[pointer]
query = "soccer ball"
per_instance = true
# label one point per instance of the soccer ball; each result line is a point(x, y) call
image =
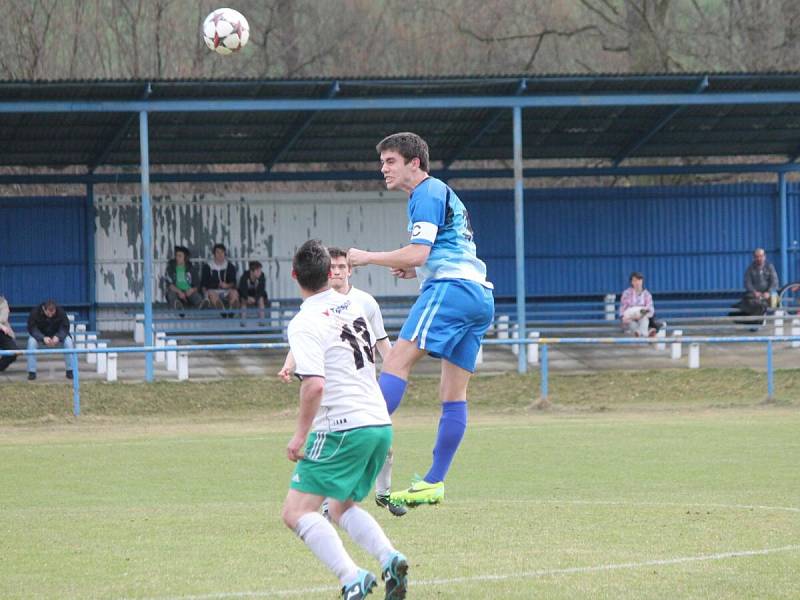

=-=-=-=-=

Go through the entries above and copy each line holding the string "ball".

query = "soccer ball"
# label one point per instance of the soccer ball; each result line is a point(x, y) call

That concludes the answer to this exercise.